**SET PROBLEM 1**
Shift every point coordinate in the answers of the listing up by 68. Write out only the lines of the listing from the one containing "Guideline: mark the red" through the end of the listing, keeping the guidelines and their format samples unchanged.

======== QUOTED PASSAGE

Italy withdraws from the Energy Charter Treaty
Reportedly, Italy in January 2015 delivered its notice of withdrawal from the Energy Charter Treaty in January 2015. In accordance with Article 47 of the ECT’s Rules, the withdrawal will take effect one year after notice of withdrawal was served. The official reasoning cited for its withdrawal is a State policy to reduce the costs of membership in international organisations. Italy has not withdrawn from the European Energy Charter, and, therefore, it will continue to participate in the works of the Energy Secretariat as an observer. Furthermore, the European Union is signatory to the Energy Charter Treaty and Italy, as a Member State of the European Union, is bound to the energy and competition policies established at the European Union level. In accordance with the Rules of the Energy Charter Treaty, its provisions will continue to apply to investments made in Italy before its withdrawal (i.e., January 2016) for a 20-year period. Therefore, investors will be able to bring claims against Italy until January 2036.
The International Criminal Court publishes a best-practices guide to Pre-Trial proceedings
A manual has been issued by judges of the Pre-Trial Division of the International Criminal Court identifying solutions to challenges faced by practicioners. The manual builds on over ten years of court activity, identifying best practices to be followed in pre-trial proceedings and stating the expectations of judges from defence counsel and the Prosecutor. The manual furthers the effectiveness and efficiency of proceedings before the court, and is meant to serve as a living document that can be updated, integrated and amended as warranted by relevant developments. A press release on the manual can be found here.

================

**SET PROBLEM 2**
Quote the news items above word for word, from "The International Criminal Court publishes" to "be found here.".

======== INFORMATION GIVEN

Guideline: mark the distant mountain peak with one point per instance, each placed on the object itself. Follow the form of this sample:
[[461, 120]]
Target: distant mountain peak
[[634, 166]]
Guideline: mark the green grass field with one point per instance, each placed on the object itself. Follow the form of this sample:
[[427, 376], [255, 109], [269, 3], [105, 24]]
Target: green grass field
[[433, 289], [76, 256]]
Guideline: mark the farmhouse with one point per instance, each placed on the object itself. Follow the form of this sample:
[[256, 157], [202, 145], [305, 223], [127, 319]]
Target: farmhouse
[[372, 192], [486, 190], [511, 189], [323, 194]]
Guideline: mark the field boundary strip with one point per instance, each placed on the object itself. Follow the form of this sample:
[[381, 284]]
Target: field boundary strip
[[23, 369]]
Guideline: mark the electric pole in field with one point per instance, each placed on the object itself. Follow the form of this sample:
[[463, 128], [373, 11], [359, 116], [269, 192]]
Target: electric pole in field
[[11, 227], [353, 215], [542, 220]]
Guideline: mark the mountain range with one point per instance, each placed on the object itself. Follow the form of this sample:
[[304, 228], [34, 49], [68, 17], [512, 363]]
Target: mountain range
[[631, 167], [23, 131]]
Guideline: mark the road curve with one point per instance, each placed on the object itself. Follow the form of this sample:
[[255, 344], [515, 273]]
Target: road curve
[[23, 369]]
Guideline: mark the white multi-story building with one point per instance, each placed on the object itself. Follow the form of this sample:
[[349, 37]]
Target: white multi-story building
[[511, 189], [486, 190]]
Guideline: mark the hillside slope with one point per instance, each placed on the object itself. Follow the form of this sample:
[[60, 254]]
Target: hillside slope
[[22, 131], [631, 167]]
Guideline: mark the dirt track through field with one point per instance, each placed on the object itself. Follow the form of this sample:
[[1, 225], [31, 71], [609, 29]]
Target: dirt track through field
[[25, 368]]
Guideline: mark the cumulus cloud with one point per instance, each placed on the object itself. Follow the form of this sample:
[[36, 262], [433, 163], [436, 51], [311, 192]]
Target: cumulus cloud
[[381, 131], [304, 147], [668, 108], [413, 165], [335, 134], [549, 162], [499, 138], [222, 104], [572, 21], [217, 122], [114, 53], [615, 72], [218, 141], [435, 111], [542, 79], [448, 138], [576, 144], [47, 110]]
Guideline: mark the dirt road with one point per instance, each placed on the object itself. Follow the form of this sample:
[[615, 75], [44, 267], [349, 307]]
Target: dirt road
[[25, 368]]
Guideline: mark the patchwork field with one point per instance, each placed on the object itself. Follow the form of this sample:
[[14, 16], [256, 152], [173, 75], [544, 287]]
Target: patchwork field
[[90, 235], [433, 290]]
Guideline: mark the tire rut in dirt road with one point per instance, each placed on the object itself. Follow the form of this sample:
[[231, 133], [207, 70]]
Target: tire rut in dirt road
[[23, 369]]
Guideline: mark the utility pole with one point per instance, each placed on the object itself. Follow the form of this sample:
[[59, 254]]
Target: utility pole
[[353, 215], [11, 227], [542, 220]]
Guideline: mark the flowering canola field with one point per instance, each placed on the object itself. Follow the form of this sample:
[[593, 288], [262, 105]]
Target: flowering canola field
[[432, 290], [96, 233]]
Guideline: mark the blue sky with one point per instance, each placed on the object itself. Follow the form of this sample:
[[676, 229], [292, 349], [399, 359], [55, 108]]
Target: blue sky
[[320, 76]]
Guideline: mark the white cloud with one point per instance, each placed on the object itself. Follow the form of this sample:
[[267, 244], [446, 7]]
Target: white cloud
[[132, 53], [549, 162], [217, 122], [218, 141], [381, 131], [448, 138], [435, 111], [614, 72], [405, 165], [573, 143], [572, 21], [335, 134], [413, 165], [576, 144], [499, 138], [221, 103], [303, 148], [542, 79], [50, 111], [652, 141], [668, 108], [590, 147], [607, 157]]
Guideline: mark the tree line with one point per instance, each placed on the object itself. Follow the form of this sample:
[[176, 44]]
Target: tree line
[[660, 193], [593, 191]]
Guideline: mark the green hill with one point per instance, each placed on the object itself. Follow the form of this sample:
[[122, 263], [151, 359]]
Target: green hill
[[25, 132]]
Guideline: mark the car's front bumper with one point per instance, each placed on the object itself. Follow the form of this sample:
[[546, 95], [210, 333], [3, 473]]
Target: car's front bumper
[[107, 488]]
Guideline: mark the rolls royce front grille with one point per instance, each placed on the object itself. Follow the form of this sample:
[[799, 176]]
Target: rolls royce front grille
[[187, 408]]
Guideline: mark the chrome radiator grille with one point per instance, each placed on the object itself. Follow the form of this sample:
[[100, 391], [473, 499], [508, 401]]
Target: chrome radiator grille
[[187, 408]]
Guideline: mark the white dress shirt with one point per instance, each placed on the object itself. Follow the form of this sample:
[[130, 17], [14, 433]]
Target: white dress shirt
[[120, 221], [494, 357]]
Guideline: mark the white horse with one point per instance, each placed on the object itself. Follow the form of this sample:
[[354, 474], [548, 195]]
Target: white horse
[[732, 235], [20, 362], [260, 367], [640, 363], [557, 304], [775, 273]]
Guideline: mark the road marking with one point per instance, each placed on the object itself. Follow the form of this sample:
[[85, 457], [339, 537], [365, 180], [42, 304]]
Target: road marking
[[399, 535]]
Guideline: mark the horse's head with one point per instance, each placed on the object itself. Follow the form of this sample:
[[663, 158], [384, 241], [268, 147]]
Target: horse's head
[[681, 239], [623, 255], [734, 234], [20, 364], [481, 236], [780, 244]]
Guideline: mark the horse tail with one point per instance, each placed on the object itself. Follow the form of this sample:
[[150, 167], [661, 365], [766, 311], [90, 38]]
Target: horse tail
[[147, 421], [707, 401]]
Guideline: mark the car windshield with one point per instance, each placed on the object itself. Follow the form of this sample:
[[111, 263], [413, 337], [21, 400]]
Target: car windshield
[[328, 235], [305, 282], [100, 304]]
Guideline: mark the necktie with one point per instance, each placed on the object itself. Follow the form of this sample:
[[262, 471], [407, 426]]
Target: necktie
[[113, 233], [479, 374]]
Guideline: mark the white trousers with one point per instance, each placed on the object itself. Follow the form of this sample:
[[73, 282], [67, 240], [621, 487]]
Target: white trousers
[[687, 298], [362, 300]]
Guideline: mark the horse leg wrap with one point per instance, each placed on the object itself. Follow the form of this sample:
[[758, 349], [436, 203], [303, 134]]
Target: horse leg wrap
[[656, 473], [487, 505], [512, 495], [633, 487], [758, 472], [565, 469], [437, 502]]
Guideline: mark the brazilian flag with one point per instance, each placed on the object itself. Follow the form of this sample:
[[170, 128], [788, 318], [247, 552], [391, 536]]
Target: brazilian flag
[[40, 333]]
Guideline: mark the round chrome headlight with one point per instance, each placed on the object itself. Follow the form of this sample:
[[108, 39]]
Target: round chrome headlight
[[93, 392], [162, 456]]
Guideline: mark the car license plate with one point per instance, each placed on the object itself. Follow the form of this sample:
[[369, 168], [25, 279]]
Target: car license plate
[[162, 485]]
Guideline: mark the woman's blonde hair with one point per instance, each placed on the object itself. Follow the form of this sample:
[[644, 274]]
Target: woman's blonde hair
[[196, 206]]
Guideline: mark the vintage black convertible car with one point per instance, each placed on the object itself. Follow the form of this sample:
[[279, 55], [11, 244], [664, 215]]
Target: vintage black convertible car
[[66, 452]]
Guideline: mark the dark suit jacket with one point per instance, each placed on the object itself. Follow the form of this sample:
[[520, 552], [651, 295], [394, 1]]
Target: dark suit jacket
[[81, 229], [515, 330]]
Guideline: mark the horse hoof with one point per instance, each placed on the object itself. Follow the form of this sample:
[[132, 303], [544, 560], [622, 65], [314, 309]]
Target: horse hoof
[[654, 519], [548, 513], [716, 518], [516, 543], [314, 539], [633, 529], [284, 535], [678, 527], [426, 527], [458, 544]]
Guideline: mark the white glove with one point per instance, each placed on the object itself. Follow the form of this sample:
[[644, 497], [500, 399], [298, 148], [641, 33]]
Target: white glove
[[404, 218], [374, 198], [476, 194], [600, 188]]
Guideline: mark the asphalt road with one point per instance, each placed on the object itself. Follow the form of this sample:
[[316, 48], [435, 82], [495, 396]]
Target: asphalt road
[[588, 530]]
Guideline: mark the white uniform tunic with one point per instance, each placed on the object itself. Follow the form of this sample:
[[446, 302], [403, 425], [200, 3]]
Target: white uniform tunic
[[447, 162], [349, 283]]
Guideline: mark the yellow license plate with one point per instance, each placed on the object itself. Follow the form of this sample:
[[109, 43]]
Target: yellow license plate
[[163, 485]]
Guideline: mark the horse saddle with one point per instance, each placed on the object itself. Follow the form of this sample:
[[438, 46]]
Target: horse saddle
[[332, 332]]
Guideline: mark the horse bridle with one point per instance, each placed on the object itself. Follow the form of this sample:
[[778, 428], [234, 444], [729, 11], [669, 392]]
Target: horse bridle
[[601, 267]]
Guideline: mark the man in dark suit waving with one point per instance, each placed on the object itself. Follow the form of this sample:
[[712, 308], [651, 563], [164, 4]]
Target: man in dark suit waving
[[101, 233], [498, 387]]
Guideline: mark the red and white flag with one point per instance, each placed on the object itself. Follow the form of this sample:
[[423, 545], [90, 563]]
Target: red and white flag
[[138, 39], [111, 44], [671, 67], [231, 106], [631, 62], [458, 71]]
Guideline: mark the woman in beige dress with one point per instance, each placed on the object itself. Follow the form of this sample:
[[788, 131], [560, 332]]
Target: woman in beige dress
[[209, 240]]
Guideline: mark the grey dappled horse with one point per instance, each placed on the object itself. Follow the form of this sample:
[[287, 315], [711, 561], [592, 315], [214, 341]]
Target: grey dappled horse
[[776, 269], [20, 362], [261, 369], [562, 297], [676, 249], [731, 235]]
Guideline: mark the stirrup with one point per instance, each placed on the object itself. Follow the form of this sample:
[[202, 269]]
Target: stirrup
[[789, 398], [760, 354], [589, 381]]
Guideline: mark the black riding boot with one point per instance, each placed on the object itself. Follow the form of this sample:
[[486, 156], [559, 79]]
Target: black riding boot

================

**REPLY 1**
Guideline: mark the red and white flag with one point per instance, each placed on the object itself. Follow the form of this sample:
[[423, 545], [90, 563]]
Target: red and white flag
[[206, 107], [179, 112], [739, 135], [299, 174], [699, 130], [526, 139]]
Guideline: mark the woman in beige dress with one point per instance, each placed on the object itself. Follow the form of this sample:
[[788, 131], [560, 332]]
Target: woman in beige dress
[[277, 308]]
Guideline: mark the grey dappled horse with one point per instance, each placed on the object itself. Follow the form of this sample:
[[287, 315], [711, 561], [592, 315], [214, 341]]
Target: grey dappled horse
[[844, 337], [88, 430], [329, 437], [630, 365], [744, 317], [799, 303]]
Guideline: mark the stirrup with one point per instance, each placed on the object itself. Follow the form of this sample:
[[202, 269]]
Target: stirrup
[[857, 466], [828, 422], [657, 449]]
Guideline: mark the black riding boot with one point per instance, each placed on the object itself. Follow the form of this sample:
[[486, 156], [559, 79]]
Target: black riding boot

**REPLY 2**
The International Criminal Court publishes a best-practices guide to Pre-Trial proceedings
A manual has been issued by judges of the Pre-Trial Division of the International Criminal Court identifying solutions to challenges faced by practicioners. The manual builds on over ten years of court activity, identifying best practices to be followed in pre-trial proceedings and stating the expectations of judges from defence counsel and the Prosecutor. The manual furthers the effectiveness and efficiency of proceedings before the court, and is meant to serve as a living document that can be updated, integrated and amended as warranted by relevant developments. A press release on the manual can be found here.